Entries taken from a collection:
* * * * * * * * *
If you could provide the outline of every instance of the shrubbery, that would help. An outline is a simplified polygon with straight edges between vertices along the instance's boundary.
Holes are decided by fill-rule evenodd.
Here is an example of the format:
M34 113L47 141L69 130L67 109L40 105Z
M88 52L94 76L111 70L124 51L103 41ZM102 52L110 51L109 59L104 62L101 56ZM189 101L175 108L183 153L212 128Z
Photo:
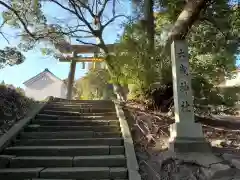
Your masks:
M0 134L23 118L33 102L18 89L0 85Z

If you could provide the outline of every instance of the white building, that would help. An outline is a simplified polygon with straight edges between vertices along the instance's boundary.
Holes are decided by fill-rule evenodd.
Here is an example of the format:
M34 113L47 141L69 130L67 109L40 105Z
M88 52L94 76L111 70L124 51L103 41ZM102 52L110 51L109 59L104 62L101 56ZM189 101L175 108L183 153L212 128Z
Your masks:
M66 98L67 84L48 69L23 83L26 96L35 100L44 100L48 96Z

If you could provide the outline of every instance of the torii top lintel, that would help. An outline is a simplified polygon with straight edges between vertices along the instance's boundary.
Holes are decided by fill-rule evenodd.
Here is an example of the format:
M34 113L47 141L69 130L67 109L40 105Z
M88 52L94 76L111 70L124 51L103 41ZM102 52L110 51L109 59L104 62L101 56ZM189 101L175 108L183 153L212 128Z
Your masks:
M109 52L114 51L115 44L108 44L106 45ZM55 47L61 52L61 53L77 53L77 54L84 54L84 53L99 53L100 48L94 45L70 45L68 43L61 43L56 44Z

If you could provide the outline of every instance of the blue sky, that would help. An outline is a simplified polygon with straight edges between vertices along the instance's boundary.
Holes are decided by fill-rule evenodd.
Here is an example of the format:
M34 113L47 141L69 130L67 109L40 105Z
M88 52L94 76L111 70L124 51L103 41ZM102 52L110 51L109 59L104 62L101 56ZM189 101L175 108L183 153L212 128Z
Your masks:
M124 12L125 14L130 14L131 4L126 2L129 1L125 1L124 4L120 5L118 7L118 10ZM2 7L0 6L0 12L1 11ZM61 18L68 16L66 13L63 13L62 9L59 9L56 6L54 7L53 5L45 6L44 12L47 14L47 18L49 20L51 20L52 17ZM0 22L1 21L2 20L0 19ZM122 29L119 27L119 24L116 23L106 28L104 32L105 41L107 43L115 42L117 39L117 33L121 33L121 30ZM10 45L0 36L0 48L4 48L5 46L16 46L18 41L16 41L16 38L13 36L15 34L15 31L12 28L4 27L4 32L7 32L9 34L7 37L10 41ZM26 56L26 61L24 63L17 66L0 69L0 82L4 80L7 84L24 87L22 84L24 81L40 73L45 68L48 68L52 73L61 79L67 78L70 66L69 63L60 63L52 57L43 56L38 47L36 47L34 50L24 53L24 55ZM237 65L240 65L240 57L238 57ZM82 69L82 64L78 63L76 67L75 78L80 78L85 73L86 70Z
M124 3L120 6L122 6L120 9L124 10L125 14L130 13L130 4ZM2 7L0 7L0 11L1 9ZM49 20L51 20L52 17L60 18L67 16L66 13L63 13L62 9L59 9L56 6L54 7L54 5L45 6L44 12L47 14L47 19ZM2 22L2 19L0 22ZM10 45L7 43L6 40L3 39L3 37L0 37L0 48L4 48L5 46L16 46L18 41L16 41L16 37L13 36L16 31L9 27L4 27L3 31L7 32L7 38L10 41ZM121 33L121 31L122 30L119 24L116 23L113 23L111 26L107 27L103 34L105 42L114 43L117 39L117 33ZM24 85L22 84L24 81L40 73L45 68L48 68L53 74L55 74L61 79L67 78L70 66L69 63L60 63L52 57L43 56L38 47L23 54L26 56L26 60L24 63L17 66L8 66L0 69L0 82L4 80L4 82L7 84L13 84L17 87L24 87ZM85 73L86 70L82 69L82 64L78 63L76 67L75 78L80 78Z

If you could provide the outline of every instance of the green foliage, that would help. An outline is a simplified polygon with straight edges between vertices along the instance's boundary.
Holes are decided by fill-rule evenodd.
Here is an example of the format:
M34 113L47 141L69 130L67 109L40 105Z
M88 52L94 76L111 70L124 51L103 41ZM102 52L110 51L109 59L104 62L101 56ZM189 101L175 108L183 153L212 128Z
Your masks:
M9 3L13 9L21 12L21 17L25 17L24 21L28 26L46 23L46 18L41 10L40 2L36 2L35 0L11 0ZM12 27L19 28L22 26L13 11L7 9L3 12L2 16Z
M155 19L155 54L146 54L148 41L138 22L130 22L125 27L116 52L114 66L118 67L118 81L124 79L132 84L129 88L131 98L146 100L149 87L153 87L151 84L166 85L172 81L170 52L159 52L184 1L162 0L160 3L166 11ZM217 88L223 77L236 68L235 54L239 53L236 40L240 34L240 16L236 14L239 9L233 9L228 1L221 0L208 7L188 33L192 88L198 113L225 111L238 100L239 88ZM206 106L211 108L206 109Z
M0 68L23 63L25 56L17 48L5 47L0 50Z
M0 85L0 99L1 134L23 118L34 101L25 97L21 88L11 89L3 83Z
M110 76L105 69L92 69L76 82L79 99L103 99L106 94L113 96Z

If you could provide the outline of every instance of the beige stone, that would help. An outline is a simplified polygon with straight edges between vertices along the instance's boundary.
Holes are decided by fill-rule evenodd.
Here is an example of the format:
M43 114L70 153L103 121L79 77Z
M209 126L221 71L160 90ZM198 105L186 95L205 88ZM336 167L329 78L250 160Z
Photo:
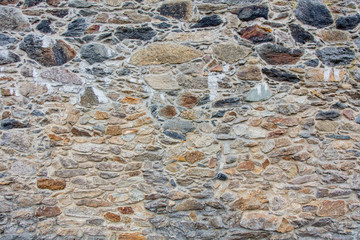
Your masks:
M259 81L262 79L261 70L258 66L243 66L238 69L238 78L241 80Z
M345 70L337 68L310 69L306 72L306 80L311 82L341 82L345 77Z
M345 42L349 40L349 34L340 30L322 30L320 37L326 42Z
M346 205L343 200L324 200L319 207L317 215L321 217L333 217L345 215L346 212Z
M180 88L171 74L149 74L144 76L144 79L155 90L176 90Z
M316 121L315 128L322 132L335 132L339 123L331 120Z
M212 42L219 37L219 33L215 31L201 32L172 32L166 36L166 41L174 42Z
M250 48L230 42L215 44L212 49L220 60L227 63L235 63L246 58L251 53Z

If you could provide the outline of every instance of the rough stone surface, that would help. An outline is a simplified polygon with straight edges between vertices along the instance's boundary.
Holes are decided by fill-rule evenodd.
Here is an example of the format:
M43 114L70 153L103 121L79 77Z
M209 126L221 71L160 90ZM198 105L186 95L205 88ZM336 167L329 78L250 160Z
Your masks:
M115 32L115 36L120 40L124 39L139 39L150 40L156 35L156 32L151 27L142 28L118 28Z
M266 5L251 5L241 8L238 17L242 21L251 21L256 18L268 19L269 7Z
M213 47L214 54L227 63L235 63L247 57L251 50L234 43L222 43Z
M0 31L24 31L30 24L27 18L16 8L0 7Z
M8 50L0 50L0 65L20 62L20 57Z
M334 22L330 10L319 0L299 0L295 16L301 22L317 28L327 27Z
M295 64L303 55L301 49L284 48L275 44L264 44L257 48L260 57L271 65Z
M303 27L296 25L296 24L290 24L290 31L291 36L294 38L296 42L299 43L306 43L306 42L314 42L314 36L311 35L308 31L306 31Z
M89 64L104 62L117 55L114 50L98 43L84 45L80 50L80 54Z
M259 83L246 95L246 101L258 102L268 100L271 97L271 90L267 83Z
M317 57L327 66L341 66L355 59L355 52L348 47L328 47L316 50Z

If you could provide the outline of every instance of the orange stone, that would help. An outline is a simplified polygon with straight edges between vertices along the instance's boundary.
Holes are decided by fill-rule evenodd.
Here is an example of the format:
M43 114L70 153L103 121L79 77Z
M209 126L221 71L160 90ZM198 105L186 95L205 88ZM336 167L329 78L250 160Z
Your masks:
* * * * * * * * *
- WHAT TO WORK ON -
Write out each record exactly as shown, but not its pictures.

- EXERCISE RESULT -
If you could provide the outline of every instance of the shrubbery, that would help. An outline is a simplified polygon with straight edges between vertices along the instance's boundary.
Holes are decided by fill-rule evenodd.
Here is an example of the format:
M34 113L47 141L69 130L67 109L40 105Z
M88 52L94 76L111 70L124 51L103 41ZM102 52L110 51L109 59L104 62L101 56ZM189 101L175 108L183 153L212 128Z
Photo:
Your masks:
M0 134L23 118L33 102L18 89L0 85Z

If you could provide the outline of every instance of the white building, that would help. An outline is a simplified polygon with straight edges between vertices along the instance's boundary.
Holes are decided by fill-rule evenodd.
Here is an example of the format:
M34 113L47 141L69 130L67 109L40 105Z
M88 52L94 76L111 70L124 51L103 41ZM102 52L110 51L109 59L104 62L101 56ZM189 101L175 108L183 153L212 128Z
Your masks:
M66 98L67 84L48 69L23 83L26 96L35 100L44 100L48 96Z

If you could provide the outline of every instance of the torii top lintel, that would help. An outline is a simplified polygon with straight edges between vertices along the instance's boundary.
Holes are decided by fill-rule evenodd.
Here is an example of the format:
M34 113L47 141L69 130L67 109L40 105Z
M88 52L94 76L111 70L124 51L103 41ZM102 52L110 51L109 59L104 62L101 56ZM189 101L175 108L183 153L212 128Z
Your masks:
M109 52L114 51L115 44L108 44L106 45ZM55 47L61 52L61 53L77 53L77 54L84 54L84 53L99 53L100 48L94 45L70 45L68 43L61 43L56 44Z

If you could provide the outline of every instance of the blue sky, that would help. An outline is a simplified polygon with straight edges between vertices along the instance's boundary.
Holes are decided by fill-rule evenodd.
Here is an example of the format:
M34 113L47 141L69 130L67 109L40 105Z
M88 52L94 76L111 70L124 51L103 41ZM102 52L110 51L109 59L104 62L101 56ZM189 101L175 108L183 153L212 128Z
Your masks:
M124 12L125 14L130 14L131 4L126 2L129 1L125 1L124 4L120 5L118 7L118 10ZM2 7L0 6L0 12L1 11ZM61 18L68 16L66 13L63 13L62 9L59 9L56 6L54 7L53 5L45 6L44 12L47 14L47 18L49 20L51 20L52 17ZM0 22L1 21L2 20L0 19ZM122 29L119 27L119 24L116 23L106 28L104 32L105 41L107 43L115 42L117 39L117 33L121 33L121 30ZM10 45L0 36L0 48L4 48L5 46L16 46L18 41L16 41L16 38L13 36L15 34L15 31L12 28L4 27L4 32L7 32L9 34L7 37L10 41ZM26 56L26 61L24 63L17 66L0 69L0 82L4 80L7 84L24 87L22 84L24 81L40 73L45 68L48 68L52 73L61 79L67 78L70 66L69 63L60 63L52 57L43 56L38 47L36 47L34 50L24 53L24 55ZM237 65L240 65L240 57L238 57ZM82 69L82 64L78 63L76 67L75 78L80 78L85 73L86 70Z
M124 3L120 6L122 6L120 9L124 10L125 14L130 13L130 4ZM2 7L0 7L0 11L1 9ZM49 20L51 20L52 17L60 18L67 16L66 13L63 13L62 9L59 9L56 6L54 7L54 5L45 6L44 12L47 14L47 19ZM2 22L2 19L0 22ZM10 45L7 43L6 40L3 39L3 37L0 37L0 48L4 48L5 46L16 46L18 41L16 41L16 37L13 36L16 31L9 27L4 27L3 31L7 32L7 38L10 41ZM121 33L121 31L122 30L119 24L116 23L113 23L111 26L107 27L103 34L105 42L114 43L117 39L117 33ZM24 85L22 84L24 81L40 73L45 68L48 68L53 74L55 74L61 79L67 78L70 66L69 63L60 63L52 57L43 56L38 47L23 54L26 56L26 60L24 63L17 66L8 66L0 69L0 82L4 80L4 82L7 84L13 84L17 87L24 87ZM85 73L86 70L82 69L82 64L78 63L76 67L75 78L80 78Z

If you could provide the outline of every instance of the green foliage, that would help. An outline is a simplified polygon with straight edges between vertices along the instance's boundary.
Holes are decided by fill-rule evenodd.
Here is an example of the format:
M34 113L47 141L69 130L67 109L40 105Z
M88 52L94 76L111 70L124 51L103 41ZM102 52L110 51L109 59L104 62L101 56ZM189 101L175 108L183 153L212 128Z
Your masks:
M9 3L13 9L21 12L21 17L25 17L24 21L28 26L46 23L46 18L41 10L40 2L36 2L35 0L11 0ZM12 27L19 28L22 26L13 11L7 9L3 12L2 16Z
M155 19L155 54L146 54L148 41L138 22L130 22L125 27L116 52L114 66L118 67L118 81L124 79L132 84L129 88L131 98L146 100L149 87L153 87L151 84L166 85L172 81L170 52L159 52L184 1L162 0L160 3L166 11ZM217 88L223 77L236 68L235 54L239 53L236 40L240 34L240 16L236 14L239 9L233 9L228 1L221 0L208 7L188 33L192 88L198 113L225 111L238 100L239 88ZM206 106L211 108L206 109Z
M0 68L23 63L25 56L17 48L5 47L0 50Z
M0 85L0 99L1 134L23 118L34 101L25 97L21 88L11 89L3 83Z
M110 76L105 69L92 69L76 82L79 99L103 99L106 94L113 96Z

If you could provide the outline of every instance of the beige stone, that would help. An outline is a simplified polygon with straight edges between vertices along the instance's boundary.
Holes are decided by fill-rule evenodd.
Here is an example of the format:
M43 114L70 153L103 121L79 77Z
M209 126L221 71L160 90ZM198 105L186 95L205 88ZM336 167L329 78L250 160Z
Photo:
Your masks:
M259 81L262 79L261 70L258 66L243 66L238 69L238 78L241 80Z
M345 70L337 68L310 69L306 72L306 80L311 82L341 82L345 77Z
M345 42L349 40L349 34L340 30L322 30L320 37L326 42Z
M346 205L343 200L324 200L319 207L317 215L321 217L333 217L345 215L346 212Z
M180 88L171 74L149 74L144 76L144 79L155 90L176 90Z
M316 121L315 128L322 132L335 132L339 123L331 120Z
M212 42L219 37L219 33L215 31L201 32L172 32L166 36L166 41L174 42Z
M250 48L230 42L215 44L212 49L220 60L227 63L235 63L246 58L251 53Z

If you could provide the outline of every instance of the rough stone surface, that would help. An outline is a simplified polygon with straight edges between vertices along the instance's boundary.
Holes are decided by fill-rule evenodd.
Here is an example of the format:
M43 114L70 153L103 121L79 77Z
M209 126L221 71L160 90ZM198 105L186 95L205 88ZM336 167L329 78L250 160Z
Your masks:
M115 32L115 36L120 40L124 39L139 39L150 40L156 35L156 32L151 27L142 28L118 28Z
M266 5L251 5L241 8L238 17L242 21L251 21L256 18L268 19L269 7Z
M213 47L214 54L227 63L235 63L247 57L251 50L234 43L222 43Z
M0 31L24 31L30 24L27 18L16 8L0 7Z
M8 50L0 50L0 65L20 62L20 57Z
M334 22L330 10L319 0L299 0L295 16L301 22L317 28L327 27Z
M295 64L303 55L301 49L284 48L275 44L264 44L257 48L260 57L271 65Z
M303 27L296 25L296 24L290 24L290 31L291 36L294 38L296 42L299 43L306 43L306 42L314 42L314 36L311 35L308 31L306 31Z
M89 64L104 62L117 55L114 50L98 43L84 45L80 50L80 54Z
M259 83L246 95L246 101L258 102L268 100L271 97L271 90L267 83Z
M317 57L327 66L341 66L355 59L355 52L348 47L328 47L316 50Z

If you could provide the outline of every instance of the orange stone, that would help. An outline is a simplified polygon with straight edges between vertices along the instance's boundary.
Holes are decided by fill-rule evenodd.
Here is an example of the format:
M43 114L70 153L103 121L79 77Z
M209 126L221 71L160 90ZM198 105L186 95L205 88ZM336 167L329 78L250 160Z
Your masks:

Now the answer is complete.